→ AUFGABE A
Gib aus dem Text über Mohammad Ali Tâheri den Abschnitt wörtlich aus, der bei „Aktivisten protestieren in“ anfängt und bei „den Kulissen sitzen.“ aufhört.
→ AUFGABE B
Stimmen diese Aussagen mit dem Text über Mohammad Ali Tâheri überein? Antworte jeweils mit Ja oder Nein und zitiere die entscheidenden Worte des Textes wörtlich. (i) Tâheri ist seit fünf Jahren in Haft. (ii) Seinen jetzigen Hungerstreik hat er im Juli 2015 begonnen. (iii) Aktivisten protestieren in Berlin gegen sein Todesurteil.

→ AUSGANGSTEXT
--*--

16.10.2015Hintergrund
mehriran.de - Im Iran herrschen im Hintergrund die Revolutionswächter und wollen jeden loswerden, der eigenständig denkt und es zu einer gewissen Berühmtheit bringt. Ein alternativer Heiler hat viele Anhänger gewonnen, jetzt läuft er Gefahr sein Leben zu verlieren.
Aktivisten protestieren in London gegen die Verurteilung von Tâheri zum Tode
mehriran.de - Dr. Mohammad Ali Tâheri sitzt seit 5 Jahren im Gefängnis. Er hat mehrmals gegen seine Inhaftierung durch mehrere Hungerstreiks protestiert. Seit August 2015 ist er wieder in einen Hungerstreik getreten, seither sind mehr als 60 Tage vergangen und er ist gewillt weiter zu machen, obwohl ihn aus dem In- und Ausland gut gemeinte Appelle erreichen, den Streik zu brechen. Sein Fall ist ein Beispiel für die skandalösen Machtstrukturen im Iran und macht deutlich wo die Strippenzieher hinter den Kulissen sitzen.
Amnesty International setzt sich mit einer Urgent Action für sein Leben ein und schreibt dazu:
www.amnesty.de/urgent-action/ua-212-2014-2/zum-tode-verurteilt
"Mohammad Ali Taheri ist im Zusammenhang mit seiner spirituellen Weltanschauung und Lehren wegen "Beförderung von Verdorbenheit auf Erden" zum Tode verurteilt worden. Er ist ein gewaltloser politischer Gefangener.

--*--

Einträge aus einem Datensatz

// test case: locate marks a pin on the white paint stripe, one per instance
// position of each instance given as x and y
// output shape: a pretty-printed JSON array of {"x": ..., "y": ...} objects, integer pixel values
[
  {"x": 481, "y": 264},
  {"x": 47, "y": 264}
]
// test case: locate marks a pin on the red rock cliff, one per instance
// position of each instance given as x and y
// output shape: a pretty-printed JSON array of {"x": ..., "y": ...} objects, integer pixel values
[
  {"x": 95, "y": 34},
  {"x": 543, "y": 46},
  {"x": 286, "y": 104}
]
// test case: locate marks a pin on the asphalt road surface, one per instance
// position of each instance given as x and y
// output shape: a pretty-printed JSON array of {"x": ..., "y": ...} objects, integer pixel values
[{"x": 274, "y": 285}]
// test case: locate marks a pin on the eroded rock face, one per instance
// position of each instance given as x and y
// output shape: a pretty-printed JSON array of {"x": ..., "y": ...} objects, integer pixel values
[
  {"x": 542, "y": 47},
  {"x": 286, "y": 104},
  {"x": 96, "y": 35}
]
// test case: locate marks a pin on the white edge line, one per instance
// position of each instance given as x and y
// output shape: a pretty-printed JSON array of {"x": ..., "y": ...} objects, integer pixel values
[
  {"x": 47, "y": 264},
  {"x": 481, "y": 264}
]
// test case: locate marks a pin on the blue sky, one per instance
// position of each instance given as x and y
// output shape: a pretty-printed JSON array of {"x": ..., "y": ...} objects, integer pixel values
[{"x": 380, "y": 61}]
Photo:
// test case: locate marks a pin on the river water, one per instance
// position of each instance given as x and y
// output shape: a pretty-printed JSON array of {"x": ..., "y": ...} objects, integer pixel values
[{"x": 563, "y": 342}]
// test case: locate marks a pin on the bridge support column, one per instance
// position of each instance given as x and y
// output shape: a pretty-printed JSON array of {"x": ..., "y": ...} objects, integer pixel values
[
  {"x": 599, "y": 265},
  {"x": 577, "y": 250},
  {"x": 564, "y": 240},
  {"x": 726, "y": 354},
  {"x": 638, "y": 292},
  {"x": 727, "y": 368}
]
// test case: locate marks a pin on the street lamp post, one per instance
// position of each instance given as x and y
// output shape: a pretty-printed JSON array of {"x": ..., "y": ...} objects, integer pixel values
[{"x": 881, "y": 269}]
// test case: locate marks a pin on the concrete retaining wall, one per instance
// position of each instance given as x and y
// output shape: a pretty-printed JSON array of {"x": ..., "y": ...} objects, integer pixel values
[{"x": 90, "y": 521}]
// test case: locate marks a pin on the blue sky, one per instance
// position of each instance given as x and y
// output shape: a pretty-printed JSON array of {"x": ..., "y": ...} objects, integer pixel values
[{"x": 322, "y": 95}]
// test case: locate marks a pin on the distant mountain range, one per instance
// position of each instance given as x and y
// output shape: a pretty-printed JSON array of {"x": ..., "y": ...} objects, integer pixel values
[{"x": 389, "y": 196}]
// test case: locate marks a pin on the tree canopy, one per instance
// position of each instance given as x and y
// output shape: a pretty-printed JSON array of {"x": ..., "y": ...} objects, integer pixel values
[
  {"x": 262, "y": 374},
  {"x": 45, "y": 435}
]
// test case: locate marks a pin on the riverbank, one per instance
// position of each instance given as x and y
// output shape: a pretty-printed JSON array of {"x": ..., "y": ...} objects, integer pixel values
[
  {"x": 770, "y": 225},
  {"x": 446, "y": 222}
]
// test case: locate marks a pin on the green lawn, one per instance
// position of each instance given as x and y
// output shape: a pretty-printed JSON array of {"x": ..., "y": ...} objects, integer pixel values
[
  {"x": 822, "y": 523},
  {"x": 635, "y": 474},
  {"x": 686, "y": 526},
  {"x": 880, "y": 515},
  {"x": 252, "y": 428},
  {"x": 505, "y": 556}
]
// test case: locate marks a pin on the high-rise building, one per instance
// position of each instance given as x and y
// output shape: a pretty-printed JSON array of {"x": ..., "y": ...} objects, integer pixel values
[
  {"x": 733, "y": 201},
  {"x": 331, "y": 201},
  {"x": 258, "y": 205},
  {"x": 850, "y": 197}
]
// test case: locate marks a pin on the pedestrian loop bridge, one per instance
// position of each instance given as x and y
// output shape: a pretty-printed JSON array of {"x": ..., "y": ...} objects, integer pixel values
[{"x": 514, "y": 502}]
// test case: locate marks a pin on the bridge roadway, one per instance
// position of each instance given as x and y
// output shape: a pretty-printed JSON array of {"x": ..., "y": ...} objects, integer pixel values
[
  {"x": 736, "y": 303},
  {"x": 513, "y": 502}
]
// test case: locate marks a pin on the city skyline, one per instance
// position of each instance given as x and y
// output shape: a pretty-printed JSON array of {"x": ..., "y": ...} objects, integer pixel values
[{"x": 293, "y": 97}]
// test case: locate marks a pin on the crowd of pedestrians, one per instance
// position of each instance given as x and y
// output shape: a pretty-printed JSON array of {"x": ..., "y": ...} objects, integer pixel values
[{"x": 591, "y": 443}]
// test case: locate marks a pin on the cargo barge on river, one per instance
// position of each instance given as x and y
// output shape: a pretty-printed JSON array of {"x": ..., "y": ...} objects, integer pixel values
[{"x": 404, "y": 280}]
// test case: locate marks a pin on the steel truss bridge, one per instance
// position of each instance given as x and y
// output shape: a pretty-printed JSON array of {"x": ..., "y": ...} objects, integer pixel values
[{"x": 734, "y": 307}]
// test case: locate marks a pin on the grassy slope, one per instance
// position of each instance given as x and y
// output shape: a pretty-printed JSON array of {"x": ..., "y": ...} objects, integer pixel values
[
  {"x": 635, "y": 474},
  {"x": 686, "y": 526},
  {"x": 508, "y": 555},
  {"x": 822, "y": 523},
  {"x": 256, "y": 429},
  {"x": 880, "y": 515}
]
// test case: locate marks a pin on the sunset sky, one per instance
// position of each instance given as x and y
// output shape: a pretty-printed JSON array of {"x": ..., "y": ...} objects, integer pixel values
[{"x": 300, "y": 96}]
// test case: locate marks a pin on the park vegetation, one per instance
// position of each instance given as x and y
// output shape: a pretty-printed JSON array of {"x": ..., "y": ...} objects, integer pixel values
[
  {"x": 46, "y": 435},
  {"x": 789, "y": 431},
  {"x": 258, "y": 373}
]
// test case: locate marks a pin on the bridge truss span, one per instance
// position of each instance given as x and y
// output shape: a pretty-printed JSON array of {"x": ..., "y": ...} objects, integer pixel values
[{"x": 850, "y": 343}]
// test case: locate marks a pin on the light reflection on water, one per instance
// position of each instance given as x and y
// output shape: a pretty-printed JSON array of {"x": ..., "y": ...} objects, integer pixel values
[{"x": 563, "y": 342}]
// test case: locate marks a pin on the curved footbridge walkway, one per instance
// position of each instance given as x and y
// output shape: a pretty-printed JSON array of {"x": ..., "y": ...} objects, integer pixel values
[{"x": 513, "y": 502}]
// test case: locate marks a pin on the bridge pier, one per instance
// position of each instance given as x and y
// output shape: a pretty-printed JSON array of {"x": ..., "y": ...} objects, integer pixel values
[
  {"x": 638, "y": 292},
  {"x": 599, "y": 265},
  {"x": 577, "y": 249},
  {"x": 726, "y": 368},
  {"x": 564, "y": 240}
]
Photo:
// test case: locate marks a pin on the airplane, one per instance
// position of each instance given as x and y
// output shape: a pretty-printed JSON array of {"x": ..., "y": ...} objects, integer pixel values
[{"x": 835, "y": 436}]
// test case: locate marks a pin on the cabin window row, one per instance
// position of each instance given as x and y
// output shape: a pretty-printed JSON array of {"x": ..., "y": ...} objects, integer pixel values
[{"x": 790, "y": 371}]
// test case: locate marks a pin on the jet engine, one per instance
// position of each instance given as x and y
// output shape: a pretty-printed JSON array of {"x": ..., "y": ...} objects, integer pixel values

--*--

→ ERWARTETE AUSGABE A
Aktivisten protestieren in London gegen die Verurteilung von Tâheri zum Tode
mehriran.de - Dr. Mohammad Ali Tâheri sitzt seit 5 Jahren im Gefängnis. Er hat mehrmals gegen seine Inhaftierung durch mehrere Hungerstreiks protestiert. Seit August 2015 ist er wieder in einen Hungerstreik getreten, seither sind mehr als 60 Tage vergangen und er ist gewillt weiter zu machen, obwohl ihn aus dem In- und Ausland gut gemeinte Appelle erreichen, den Streik zu brechen. Sein Fall ist ein Beispiel für die skandalösen Machtstrukturen im Iran und macht deutlich wo die Strippenzieher hinter den Kulissen sitzen.

→ ERWARTETE AUSGABE B
(i) Ja: „Dr. Mohammad Ali Tâheri sitzt seit 5 Jahren im Gefängnis.“
(ii) Nein: „Seit August 2015 ist er wieder in einen Hungerstreik getreten“
(iii) Nein: „Aktivisten protestieren in London gegen die Verurteilung von Tâheri zum Tode“